* What to work on
The lines to repeat are those below from the one containing "Query: gravel driveway" down to the one containing "of the dirt", both included; reproduce them exactly and nothing else.

* The records
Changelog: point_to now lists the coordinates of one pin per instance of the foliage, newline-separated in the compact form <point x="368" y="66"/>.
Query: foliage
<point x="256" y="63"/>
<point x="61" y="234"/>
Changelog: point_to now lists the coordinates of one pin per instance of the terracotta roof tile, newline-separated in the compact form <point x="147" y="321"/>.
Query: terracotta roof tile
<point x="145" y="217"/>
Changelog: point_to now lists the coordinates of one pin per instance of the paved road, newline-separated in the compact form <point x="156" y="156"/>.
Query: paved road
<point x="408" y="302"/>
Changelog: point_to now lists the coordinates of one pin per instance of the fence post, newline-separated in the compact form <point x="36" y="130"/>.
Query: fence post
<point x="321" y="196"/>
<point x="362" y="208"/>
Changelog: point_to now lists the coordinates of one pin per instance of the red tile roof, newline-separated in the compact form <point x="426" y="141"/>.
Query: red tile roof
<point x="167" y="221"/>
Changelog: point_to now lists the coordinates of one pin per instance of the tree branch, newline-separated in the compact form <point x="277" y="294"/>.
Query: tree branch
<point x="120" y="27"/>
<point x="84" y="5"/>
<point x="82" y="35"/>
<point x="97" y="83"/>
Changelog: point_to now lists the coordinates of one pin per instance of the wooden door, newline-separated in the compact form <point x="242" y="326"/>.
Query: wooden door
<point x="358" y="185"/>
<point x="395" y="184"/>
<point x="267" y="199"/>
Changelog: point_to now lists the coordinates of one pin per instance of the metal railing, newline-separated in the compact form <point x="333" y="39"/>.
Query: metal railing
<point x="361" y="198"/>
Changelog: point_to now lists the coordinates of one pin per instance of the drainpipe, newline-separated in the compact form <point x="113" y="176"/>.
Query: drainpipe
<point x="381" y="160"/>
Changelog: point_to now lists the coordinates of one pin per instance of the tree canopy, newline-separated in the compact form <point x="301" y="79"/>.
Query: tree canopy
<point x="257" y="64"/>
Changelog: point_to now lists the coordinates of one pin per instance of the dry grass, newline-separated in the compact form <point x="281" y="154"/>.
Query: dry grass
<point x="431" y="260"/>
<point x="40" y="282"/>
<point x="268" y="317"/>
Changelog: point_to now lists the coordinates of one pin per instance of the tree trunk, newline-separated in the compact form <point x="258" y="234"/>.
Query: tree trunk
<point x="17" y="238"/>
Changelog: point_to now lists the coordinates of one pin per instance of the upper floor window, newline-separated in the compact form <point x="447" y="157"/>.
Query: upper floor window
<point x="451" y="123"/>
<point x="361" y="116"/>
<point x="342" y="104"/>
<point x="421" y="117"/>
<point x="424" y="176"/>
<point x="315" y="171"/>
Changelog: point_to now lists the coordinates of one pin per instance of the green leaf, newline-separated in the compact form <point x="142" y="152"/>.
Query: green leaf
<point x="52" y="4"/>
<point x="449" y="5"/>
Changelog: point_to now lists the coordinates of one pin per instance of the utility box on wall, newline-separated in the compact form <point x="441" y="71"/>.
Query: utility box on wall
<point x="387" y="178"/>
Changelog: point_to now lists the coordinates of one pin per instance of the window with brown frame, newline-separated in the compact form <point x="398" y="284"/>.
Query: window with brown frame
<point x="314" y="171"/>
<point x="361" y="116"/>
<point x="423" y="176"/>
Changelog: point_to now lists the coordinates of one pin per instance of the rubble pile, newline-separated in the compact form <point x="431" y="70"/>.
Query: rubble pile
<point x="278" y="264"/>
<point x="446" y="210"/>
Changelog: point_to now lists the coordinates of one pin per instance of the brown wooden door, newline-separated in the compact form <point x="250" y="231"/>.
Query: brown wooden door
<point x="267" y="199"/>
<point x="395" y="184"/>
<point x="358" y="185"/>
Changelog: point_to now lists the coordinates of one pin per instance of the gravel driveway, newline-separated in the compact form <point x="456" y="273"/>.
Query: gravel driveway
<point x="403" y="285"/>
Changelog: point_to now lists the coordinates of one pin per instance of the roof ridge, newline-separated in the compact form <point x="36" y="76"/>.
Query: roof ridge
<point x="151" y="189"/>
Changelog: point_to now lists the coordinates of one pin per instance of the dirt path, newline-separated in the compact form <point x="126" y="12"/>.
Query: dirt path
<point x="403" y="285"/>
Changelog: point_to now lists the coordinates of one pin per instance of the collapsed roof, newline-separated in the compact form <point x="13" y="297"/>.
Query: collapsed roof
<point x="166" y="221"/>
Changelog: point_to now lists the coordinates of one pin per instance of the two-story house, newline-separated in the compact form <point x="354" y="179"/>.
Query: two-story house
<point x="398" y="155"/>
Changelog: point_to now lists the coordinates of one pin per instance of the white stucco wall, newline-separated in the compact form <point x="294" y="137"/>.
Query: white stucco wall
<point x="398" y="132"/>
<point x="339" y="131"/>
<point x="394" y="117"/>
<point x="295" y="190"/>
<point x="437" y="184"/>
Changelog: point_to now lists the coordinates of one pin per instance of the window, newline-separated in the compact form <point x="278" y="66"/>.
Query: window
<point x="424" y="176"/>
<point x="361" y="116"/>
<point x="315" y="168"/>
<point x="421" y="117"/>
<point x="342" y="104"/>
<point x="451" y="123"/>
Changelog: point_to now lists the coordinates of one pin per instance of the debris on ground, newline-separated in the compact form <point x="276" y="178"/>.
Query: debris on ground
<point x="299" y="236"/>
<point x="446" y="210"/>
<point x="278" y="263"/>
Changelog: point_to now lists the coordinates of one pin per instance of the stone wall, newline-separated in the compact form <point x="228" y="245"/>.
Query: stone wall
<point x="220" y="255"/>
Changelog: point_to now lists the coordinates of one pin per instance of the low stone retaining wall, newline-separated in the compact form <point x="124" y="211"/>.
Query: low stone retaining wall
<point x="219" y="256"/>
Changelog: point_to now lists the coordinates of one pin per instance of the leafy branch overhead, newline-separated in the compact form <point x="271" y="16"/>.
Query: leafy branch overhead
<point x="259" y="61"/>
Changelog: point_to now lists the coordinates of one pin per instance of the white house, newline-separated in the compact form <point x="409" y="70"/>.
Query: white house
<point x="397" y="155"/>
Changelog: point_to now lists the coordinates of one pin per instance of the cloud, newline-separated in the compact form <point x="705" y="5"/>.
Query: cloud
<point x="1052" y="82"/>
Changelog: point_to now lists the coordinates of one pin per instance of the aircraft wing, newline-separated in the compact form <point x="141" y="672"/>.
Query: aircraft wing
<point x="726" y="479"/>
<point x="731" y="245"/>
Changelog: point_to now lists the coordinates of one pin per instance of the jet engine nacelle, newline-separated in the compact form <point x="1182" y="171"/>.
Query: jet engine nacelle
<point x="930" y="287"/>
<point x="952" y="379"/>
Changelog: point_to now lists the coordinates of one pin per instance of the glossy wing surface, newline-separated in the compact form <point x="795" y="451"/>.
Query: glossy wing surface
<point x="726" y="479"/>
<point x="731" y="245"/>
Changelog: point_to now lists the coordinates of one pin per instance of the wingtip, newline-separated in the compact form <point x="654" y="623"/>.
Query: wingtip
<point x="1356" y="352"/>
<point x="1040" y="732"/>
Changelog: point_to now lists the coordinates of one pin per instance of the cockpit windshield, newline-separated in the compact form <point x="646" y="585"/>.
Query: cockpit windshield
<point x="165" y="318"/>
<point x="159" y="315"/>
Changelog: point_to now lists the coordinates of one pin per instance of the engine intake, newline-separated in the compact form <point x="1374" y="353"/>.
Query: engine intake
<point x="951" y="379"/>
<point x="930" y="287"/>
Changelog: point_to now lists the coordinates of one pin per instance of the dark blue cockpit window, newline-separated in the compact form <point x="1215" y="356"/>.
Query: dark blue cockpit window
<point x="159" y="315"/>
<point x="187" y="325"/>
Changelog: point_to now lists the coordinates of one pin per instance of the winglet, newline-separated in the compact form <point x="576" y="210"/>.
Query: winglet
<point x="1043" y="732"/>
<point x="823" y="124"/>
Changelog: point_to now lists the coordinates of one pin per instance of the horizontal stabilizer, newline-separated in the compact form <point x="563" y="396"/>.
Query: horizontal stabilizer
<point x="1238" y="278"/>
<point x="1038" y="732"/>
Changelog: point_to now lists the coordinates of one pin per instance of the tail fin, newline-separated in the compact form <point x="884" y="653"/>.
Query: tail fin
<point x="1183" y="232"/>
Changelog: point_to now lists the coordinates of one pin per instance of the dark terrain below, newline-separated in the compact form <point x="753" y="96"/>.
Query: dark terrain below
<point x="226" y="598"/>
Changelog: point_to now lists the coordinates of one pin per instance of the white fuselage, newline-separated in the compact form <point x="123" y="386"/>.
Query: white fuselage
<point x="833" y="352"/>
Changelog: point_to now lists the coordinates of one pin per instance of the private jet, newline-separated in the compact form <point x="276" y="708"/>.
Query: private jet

* The answer
Query: gravel driveway
<point x="403" y="285"/>
Changelog: point_to now lists the coordinates of one pin per instance of the roof ridge, newline-separated in the compact form <point x="36" y="76"/>.
Query: roof ridge
<point x="151" y="189"/>
Changelog: point_to now lists the coordinates of one pin per instance of the dirt path, newline-separated in the compact form <point x="126" y="12"/>.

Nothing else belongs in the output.